- [Text to read]
===

# crochet dresses and headbands



## Amanda Kennedy (Nov 5, 2008)

due to nice pressure off ppl on this forum i am now taking orders for crochet dresses and headbands, i can make any size any colour, themed ones ect.all have embeleshments i dont have paypal set up yet because i want to see how it goes for a month. 

USA price; $15 for the dress and band & p&p
each additinal 2pc add $12

euro price; €12 for the dress & band & p&p
each add 2pcs add €9

i think these prices are fair and alot of thought has gone into it

pm me for details

looking forward to hearing from you

regards amanda


----------



## Mandy (Jan 16, 2009)

Well done amanda im sure you will get lots of orders as your stuff is gorjuss and you put a lot of work into them
xxxx


----------



## MarieUkxx (May 19, 2009)

Can you let me know when you have paypal because I'm in the UK and don't know how else I could pay you. I's really love a little pink dress for Lola


----------



## MarieUkxx (May 19, 2009)

By the way I've seen your beautiful items and think they are really good.


----------



## Amanda Kennedy (Nov 5, 2008)

MarieUkxx said:


> By the way I've seen your beautiful items and think they are really good.


il pm you
amanda


thanks mandy


----------



## Mom of 4 Chi's (Apr 3, 2009)

Yea! Amanda I am so glad you are going to sell your stuff! I can't wait to get my little dresses in! 
Next time I will be placing orders for Christmas sweaters for the chi's! 

Good luck!!


----------



## MarieUkxx (May 19, 2009)

*Mom of 4 Chi's* said:


> Yea! Amanda I am so glad you are going to sell your stuff! I can't wait to get my little dresses in!
> Next time I will be placing orders for Christmas sweaters for the chi's!
> 
> Good luck!!

===

- [Information supplied]
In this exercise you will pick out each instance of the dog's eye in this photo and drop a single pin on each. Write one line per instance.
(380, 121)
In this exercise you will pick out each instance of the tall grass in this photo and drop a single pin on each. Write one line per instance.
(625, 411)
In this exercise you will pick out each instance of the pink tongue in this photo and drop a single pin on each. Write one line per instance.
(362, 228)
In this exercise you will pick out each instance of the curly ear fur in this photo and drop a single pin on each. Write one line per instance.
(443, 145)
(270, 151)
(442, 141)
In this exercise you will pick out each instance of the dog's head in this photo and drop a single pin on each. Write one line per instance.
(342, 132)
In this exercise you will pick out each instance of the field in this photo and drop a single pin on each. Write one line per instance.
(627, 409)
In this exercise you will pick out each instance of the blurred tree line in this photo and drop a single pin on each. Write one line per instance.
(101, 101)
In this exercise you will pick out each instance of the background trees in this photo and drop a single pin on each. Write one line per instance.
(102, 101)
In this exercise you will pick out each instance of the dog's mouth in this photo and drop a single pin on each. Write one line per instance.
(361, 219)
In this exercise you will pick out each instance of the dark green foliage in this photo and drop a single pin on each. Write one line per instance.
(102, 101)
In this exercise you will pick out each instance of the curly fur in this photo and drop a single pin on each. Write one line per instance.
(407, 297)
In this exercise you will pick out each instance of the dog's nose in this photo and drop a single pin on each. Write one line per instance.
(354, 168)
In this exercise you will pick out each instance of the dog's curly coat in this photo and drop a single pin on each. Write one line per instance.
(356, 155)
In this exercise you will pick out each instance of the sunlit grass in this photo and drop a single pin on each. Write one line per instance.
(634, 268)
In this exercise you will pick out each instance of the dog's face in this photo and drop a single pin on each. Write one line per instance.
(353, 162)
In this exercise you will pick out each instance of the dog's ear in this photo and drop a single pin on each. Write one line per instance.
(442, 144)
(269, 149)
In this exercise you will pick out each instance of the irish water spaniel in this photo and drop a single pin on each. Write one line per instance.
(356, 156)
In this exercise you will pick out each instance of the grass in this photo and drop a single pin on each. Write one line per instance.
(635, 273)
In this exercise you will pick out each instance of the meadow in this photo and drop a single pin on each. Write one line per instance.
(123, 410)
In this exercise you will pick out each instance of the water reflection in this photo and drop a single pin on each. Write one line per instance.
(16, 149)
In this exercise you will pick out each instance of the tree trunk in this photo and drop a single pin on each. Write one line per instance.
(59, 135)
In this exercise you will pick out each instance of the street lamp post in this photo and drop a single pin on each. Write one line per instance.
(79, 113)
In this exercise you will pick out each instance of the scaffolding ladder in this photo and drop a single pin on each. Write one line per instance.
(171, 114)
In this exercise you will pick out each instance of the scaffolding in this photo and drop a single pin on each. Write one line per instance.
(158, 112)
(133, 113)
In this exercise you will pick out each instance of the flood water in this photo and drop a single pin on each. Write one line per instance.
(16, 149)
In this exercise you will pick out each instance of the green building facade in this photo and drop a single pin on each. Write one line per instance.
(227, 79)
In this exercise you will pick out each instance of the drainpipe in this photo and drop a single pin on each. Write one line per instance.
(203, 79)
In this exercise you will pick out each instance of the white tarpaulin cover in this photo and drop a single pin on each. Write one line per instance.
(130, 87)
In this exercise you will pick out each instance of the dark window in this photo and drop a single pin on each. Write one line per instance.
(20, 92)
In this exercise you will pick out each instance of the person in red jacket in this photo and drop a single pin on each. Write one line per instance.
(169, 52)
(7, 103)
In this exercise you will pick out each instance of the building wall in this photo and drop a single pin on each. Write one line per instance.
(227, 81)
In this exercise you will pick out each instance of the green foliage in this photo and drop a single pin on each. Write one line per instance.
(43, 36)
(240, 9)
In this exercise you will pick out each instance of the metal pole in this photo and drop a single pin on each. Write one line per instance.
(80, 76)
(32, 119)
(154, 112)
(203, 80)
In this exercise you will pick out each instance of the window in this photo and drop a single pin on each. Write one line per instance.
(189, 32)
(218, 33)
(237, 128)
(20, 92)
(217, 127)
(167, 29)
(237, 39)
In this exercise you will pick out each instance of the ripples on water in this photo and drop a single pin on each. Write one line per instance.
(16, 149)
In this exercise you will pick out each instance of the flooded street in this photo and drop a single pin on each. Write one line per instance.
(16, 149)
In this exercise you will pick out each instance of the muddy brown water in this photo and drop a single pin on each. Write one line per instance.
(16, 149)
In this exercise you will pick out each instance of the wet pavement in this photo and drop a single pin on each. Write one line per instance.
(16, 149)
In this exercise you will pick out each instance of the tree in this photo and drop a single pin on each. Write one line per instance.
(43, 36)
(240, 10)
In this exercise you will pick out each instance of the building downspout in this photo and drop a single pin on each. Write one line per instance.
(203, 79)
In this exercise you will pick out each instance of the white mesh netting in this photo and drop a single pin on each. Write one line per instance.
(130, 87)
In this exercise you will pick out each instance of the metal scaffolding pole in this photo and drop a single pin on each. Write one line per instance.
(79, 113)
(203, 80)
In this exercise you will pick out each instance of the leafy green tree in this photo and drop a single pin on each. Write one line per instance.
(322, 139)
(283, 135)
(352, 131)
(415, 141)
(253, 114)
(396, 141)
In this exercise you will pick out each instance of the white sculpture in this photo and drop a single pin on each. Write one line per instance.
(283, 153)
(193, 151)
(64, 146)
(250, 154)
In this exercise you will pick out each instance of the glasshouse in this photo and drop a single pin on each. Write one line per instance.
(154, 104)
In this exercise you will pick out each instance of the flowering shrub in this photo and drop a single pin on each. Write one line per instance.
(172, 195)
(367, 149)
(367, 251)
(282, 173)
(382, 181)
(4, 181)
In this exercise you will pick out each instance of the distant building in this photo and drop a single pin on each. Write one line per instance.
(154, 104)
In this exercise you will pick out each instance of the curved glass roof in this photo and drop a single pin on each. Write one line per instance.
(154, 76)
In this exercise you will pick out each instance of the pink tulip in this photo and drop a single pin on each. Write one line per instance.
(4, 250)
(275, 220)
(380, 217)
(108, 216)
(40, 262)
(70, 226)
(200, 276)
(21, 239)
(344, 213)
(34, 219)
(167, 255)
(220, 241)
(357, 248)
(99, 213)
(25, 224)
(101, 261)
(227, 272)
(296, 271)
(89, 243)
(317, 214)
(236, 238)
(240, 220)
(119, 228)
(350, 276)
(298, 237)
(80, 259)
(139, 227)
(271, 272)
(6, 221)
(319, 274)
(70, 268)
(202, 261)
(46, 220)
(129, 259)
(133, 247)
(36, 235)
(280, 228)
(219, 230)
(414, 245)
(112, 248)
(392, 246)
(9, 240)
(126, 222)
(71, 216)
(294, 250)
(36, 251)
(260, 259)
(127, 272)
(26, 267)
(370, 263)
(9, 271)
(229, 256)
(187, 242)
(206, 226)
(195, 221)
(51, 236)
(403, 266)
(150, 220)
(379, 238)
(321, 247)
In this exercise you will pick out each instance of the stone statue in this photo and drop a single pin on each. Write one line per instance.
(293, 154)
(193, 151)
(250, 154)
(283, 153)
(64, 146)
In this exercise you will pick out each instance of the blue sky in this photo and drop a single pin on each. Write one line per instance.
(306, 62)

===

- [Aim]
Transcribe the stretch of the crochet dresses thread from "due to nice" through "for a month.".

- [Result for this task]
due to nice pressure off ppl on this forum i am now taking orders for crochet dresses and headbands, i can make any size any colour, themed ones ect.all have embeleshments i dont have paypal set up yet because i want to see how it goes for a month.